_EXERCISE:_
What lines in the records below mention "bush"? List them all.

_DATA SHOWN:_
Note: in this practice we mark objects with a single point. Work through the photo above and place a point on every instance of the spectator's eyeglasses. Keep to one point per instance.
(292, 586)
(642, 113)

* * *

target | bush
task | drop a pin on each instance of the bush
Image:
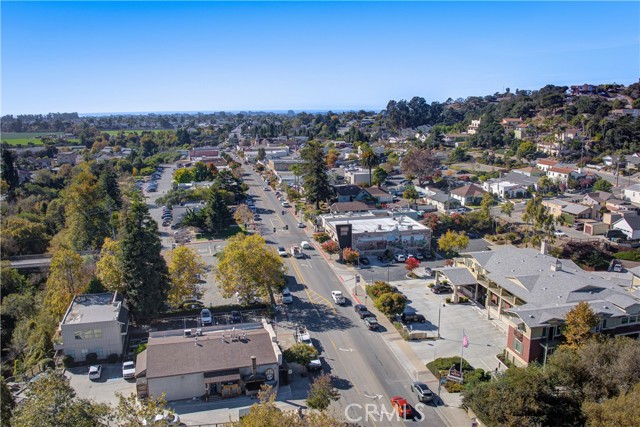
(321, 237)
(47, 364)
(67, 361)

_YOUR SOLUTION:_
target | bush
task | drop a pin on each instance of the bush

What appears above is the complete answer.